**PROBLEM TO WORK ON:** Exclude all pictures, then restate the entries below word for word.

**MATERIAL PROVIDED:**

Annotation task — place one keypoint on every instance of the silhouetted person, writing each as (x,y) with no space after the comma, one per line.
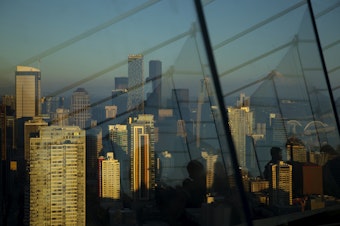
(276,154)
(195,185)
(330,171)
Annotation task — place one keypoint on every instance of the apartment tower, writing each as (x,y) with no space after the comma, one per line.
(27,92)
(135,83)
(80,108)
(57,176)
(141,146)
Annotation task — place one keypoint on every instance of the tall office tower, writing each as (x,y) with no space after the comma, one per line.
(110,177)
(121,83)
(120,99)
(31,129)
(119,139)
(211,160)
(141,147)
(80,108)
(205,126)
(60,117)
(296,150)
(94,146)
(51,104)
(280,184)
(180,102)
(154,99)
(135,84)
(165,167)
(57,176)
(27,92)
(7,128)
(110,112)
(277,131)
(241,125)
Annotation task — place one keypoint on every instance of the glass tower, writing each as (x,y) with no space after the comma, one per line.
(135,83)
(27,91)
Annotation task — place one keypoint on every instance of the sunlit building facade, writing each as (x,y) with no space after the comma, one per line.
(110,177)
(280,183)
(241,124)
(27,91)
(135,83)
(80,108)
(57,176)
(142,154)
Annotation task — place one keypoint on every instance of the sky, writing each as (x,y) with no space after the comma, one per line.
(76,41)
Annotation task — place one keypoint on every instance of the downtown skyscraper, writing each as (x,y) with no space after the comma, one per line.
(80,108)
(142,153)
(241,125)
(109,181)
(27,91)
(57,176)
(154,98)
(135,83)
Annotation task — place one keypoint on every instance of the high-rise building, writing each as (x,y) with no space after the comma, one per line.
(110,112)
(121,83)
(60,117)
(141,146)
(94,146)
(211,160)
(57,176)
(120,99)
(280,183)
(241,125)
(32,128)
(80,108)
(119,139)
(7,128)
(27,92)
(110,177)
(51,104)
(296,150)
(135,83)
(154,98)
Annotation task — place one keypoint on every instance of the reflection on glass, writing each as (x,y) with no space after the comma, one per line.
(110,113)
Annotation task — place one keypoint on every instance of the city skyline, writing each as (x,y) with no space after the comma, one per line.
(158,112)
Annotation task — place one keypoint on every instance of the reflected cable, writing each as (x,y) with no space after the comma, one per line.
(223,112)
(323,63)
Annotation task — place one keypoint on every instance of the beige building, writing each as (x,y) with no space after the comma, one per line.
(57,176)
(280,182)
(27,92)
(142,151)
(110,177)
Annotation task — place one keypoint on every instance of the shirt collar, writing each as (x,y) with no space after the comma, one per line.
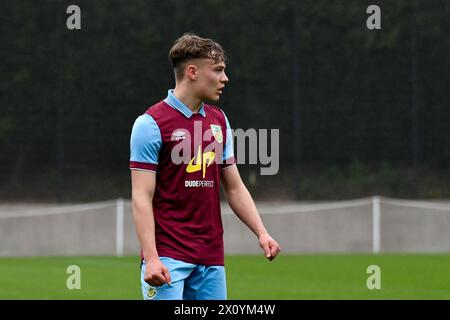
(173,101)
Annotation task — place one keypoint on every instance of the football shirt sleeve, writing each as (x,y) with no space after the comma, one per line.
(145,144)
(228,153)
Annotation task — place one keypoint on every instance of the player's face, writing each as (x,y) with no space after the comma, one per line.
(211,79)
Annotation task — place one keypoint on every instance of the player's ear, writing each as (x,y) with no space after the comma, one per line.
(192,72)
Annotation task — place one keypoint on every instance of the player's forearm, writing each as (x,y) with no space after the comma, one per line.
(145,226)
(243,206)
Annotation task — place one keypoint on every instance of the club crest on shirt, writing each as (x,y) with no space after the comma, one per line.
(151,292)
(217,132)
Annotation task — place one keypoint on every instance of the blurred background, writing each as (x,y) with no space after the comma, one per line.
(360,111)
(364,119)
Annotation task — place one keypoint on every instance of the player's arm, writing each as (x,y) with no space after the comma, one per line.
(143,187)
(242,204)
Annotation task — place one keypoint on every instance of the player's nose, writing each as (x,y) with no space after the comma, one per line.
(224,78)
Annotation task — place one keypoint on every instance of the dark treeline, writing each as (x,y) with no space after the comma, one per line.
(338,92)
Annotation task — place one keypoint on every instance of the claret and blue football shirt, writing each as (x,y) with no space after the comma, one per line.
(187,151)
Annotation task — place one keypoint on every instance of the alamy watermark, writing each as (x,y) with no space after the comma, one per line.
(74,279)
(257,141)
(374,280)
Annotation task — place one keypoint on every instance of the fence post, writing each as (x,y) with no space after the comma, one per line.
(119,227)
(376,224)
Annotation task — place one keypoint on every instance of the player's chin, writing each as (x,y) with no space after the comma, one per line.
(214,98)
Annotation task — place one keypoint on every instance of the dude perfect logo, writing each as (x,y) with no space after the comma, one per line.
(203,158)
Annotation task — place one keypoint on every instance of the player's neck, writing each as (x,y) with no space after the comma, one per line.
(191,102)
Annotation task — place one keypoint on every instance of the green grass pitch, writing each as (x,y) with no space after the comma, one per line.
(289,277)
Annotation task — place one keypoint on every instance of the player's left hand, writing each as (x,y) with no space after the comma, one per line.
(269,245)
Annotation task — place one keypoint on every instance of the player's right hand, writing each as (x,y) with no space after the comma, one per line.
(156,273)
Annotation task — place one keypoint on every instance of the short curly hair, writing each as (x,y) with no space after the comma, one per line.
(190,46)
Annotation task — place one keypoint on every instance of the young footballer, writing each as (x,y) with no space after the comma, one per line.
(181,151)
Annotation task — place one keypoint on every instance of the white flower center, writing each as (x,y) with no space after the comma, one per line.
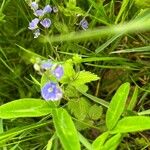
(50,90)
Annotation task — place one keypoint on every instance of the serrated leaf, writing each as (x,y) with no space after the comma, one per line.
(117,105)
(132,124)
(27,107)
(47,77)
(69,72)
(113,142)
(95,112)
(71,92)
(133,100)
(65,129)
(79,107)
(84,124)
(99,141)
(84,77)
(8,135)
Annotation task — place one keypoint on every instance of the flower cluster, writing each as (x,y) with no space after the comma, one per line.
(51,90)
(84,24)
(40,13)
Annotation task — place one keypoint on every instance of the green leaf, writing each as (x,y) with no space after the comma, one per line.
(145,112)
(85,142)
(94,98)
(65,129)
(132,124)
(113,142)
(27,107)
(84,77)
(8,135)
(133,100)
(71,91)
(95,112)
(117,105)
(69,72)
(99,141)
(79,107)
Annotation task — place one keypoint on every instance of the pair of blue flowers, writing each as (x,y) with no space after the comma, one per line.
(51,90)
(40,13)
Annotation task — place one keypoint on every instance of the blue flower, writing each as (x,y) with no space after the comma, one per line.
(33,24)
(39,13)
(36,33)
(34,6)
(47,9)
(46,23)
(84,24)
(51,91)
(46,64)
(58,72)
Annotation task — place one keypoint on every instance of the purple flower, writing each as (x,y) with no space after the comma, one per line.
(58,72)
(34,6)
(36,33)
(51,91)
(33,24)
(47,9)
(84,24)
(55,9)
(46,64)
(46,23)
(39,13)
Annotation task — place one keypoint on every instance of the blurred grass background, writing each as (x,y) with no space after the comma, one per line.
(119,29)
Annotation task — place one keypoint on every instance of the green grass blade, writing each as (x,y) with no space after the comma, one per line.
(103,46)
(117,105)
(146,112)
(99,141)
(132,124)
(133,100)
(141,24)
(27,107)
(113,142)
(134,50)
(65,129)
(95,99)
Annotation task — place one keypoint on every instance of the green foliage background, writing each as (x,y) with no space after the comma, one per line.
(106,82)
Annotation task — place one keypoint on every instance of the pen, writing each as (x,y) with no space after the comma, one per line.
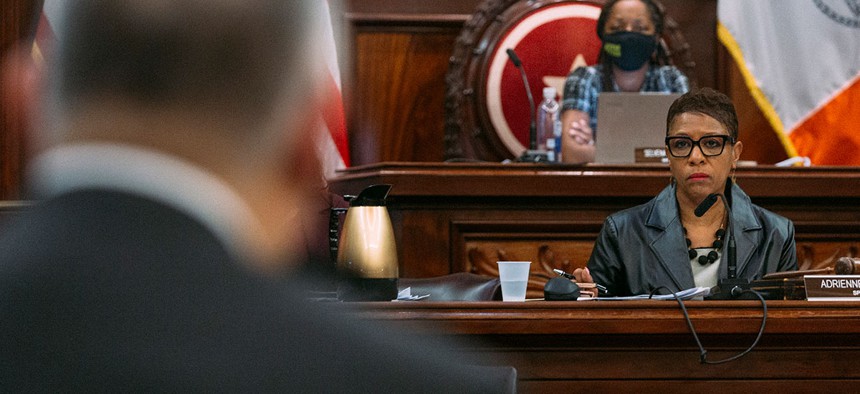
(573,278)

**TASK SOLUTION:**
Annotation task — place one keypoint on every instance of the silhouetted person, writing each as (x,y) with no space after the comma, one per line.
(276,154)
(195,185)
(330,171)
Annotation task — place one keypoint on every instance of the apartment tower, writing each as (x,y) with no space after the comma, one per line.
(27,92)
(135,83)
(80,108)
(57,176)
(141,146)
Annotation task — place one keypoint on every instance of the tall office tower, writing each as (x,y) with no space after the comma, one per line.
(110,177)
(121,83)
(120,99)
(31,129)
(119,139)
(211,160)
(141,147)
(80,108)
(205,126)
(60,117)
(296,150)
(94,146)
(51,104)
(280,184)
(180,102)
(154,99)
(135,84)
(165,167)
(57,176)
(27,92)
(7,128)
(110,112)
(277,131)
(241,125)
Annotation task — place one keypoint on every instance of the glass tower, writing each as (x,y) with no space after the comma, one per line.
(135,83)
(27,91)
Annotation task — place one keypoint on every instance of the sunlit building facade, writing each as (x,y) with no space after the comma, one per line.
(110,177)
(280,183)
(241,124)
(27,91)
(135,83)
(80,108)
(57,176)
(142,154)
Annotation task — place one keypoint on every instance of the sky, writing each as (x,y) with no space after the comma, one per line.
(76,41)
Annotation task — place one keypoint on every instance of the downtown skyscraper, writing each as (x,y) with no space after the comma, one per line.
(80,108)
(142,153)
(241,125)
(109,181)
(27,91)
(57,176)
(154,98)
(135,83)
Annotation task — place one keypoint on every instance of the high-rise building, writing each as (x,y) with no space after the comma, one per line.
(110,112)
(121,83)
(60,117)
(141,146)
(94,146)
(211,160)
(57,176)
(120,99)
(280,183)
(241,125)
(32,128)
(80,108)
(119,139)
(7,128)
(27,92)
(110,177)
(51,104)
(296,150)
(135,83)
(154,98)
Annotation task — place one keypoint on every instance of the reflection on glass, writing each as (x,y) with no space after the comma, one per line.
(110,113)
Annotation task — place one keypoint on every instance of the city skyline, writing each as (x,y) with no space after the comma, one per line.
(158,112)
Annotation task — place one keypoint on every instance of the reflected cable, writing each as (x,y) with no space after the comma, one per line.
(223,112)
(323,63)
Annotation task — place one keypoint on every instance of the beige building, writing each as (x,y) with no space after the comma, one per line.
(57,176)
(280,182)
(27,92)
(142,151)
(110,177)
Annotation task — place one keypoint on every instance of the shirt collar, writing each as (x,y) with no space after the comma, one per line.
(173,101)
Annotation task — place one keypoint on every instance of the football shirt sleeve, writing each as (x,y) with no space after the comma, one per line.
(145,144)
(228,153)
Annotation task — place one keypoint on every instance of the player's face, writing each as (x,y) with no space after the comma, one per line.
(211,79)
Annotation task — place one keypoint on every instance of the player's ear, writing each as (x,y) with no space after the comma, one per line.
(192,72)
Annotation task — place one keypoint on every instance of the player's forearm, writing each as (x,y) with no space after the comma, one per line.
(145,226)
(243,206)
Annotation task — place one keypoint on every instance of the club crest on shirt, writing each as (x,y) with no space after the comma, one per line.
(151,292)
(217,132)
Annotation task — place one keypoint on every instance of the blurred background, writing each as (x,y) with no space after the comma, one per line.
(360,111)
(364,119)
Annotation task — place one keypoint on every instance of the player's arm, writing each as (x,y) with no space after the comma, one per line.
(143,187)
(242,204)
Annotation task — place one keypoint on every instance of the player's nose, writing each as (x,y) with no space after the comma, one per line.
(224,78)
Annotation task — place one keypoint on every instance of the dark treeline, writing each as (x,y) with no space after the comma, one per line.
(338,92)
Annotation task — place one keypoint on every instance of the claret and blue football shirt, writing each as (x,y) with no space after the comma, one per line.
(187,151)
Annotation task — place one keypoint on every instance of the alamy watermark, writing each as (x,y) with no space after the comma, one per line.
(74,279)
(257,141)
(374,280)
Annotation task — place one keypoint on every instance of the fence post, writing each as (x,y) with no space after the comma, one per line.
(119,227)
(376,224)
Annotation task — place one keypoint on every instance of the player's chin, writing each as (x,y) with no space after the comma, one per line.
(214,98)
Annotation task — place one keypoint on every instance of the dude perfect logo, writing each as (x,y) with no space after the comma, one per line.
(203,158)
Annotation task — place one keypoint on every instance of the player's neck, writing each as (x,y) with no space after the comma, one per line.
(191,102)
Annotation task — place one keypoint on every instance of the green grass pitch, writing each as (x,y) with no space after the comma, one per line.
(289,277)
Annotation task — place one keypoint on every instance of the player's left hand, writing each as (x,y) with no space after the comma, one per line.
(269,245)
Annotation task — place one keypoint on every instance of the player's right hand, writing each as (x,y) with no space after the comma, one per line.
(156,273)
Annotation task — place one keypoint on every instance of the short curly hair, writing each as (x,y) with no space after the comma, one per line.
(190,46)
Annotation task — place one keypoint on every instance of the young footballer, writing each as (x,y) with no space after the comma, one per line.
(181,151)
Annotation task — place one keypoint on every instance of the white flower center, writing each as (x,y) with no space after the comma, one per line.
(50,90)
Annotation task — place one keypoint on every instance of the serrated leaf, writing each as (x,y) with no space after the comma, one per line.
(117,105)
(132,124)
(27,107)
(47,77)
(69,72)
(113,142)
(95,112)
(71,92)
(133,100)
(65,129)
(79,107)
(84,124)
(99,141)
(84,77)
(8,135)
Annotation task — place one keypoint on every instance of the flower cluster, writing each as (x,y) with no space after the comma, one per line.
(51,90)
(84,24)
(40,13)
Annotation task — place one keypoint on every instance of the green leaf, writing each as (x,y) with no space after the comma, one per line.
(145,112)
(85,142)
(94,98)
(65,129)
(132,124)
(113,142)
(27,107)
(84,77)
(8,135)
(133,100)
(71,91)
(95,112)
(117,105)
(69,72)
(99,141)
(79,107)
Annotation task — place one keypoint on every instance of the pair of blue flowers, writing each as (x,y) with no space after the comma, one per line.
(51,90)
(40,13)
Annotation task — place one keypoint on every instance of the blue flower, writing each as (x,y) with no space after the comma, one per line.
(33,24)
(39,13)
(36,33)
(34,6)
(47,9)
(46,23)
(84,24)
(51,91)
(46,64)
(58,72)
Annotation task — place one keypoint on every instance of the purple flower, writing each as (x,y) with no space after the comma, one per line.
(58,72)
(34,6)
(36,33)
(51,91)
(33,24)
(47,9)
(84,24)
(55,9)
(46,64)
(46,23)
(39,13)
Annotation task — place one keypoint on every instance of the blurred grass background, writing each as (x,y) with no space after the comma, one per line.
(119,29)
Annotation task — place one keypoint on every instance of the green grass blade, writing each as (x,y) with no space after the comma, one per line.
(103,46)
(117,105)
(146,112)
(99,141)
(132,124)
(133,100)
(141,24)
(27,107)
(113,142)
(134,50)
(65,129)
(95,99)
Annotation task — place one keypoint on every instance of the green foliage background, writing each as (x,y) with no space after the comma, one per line.
(106,82)
Annotation task — place one keypoint on every instance of the pen, writing each as (x,y) with no space after the comma, one per line.
(573,278)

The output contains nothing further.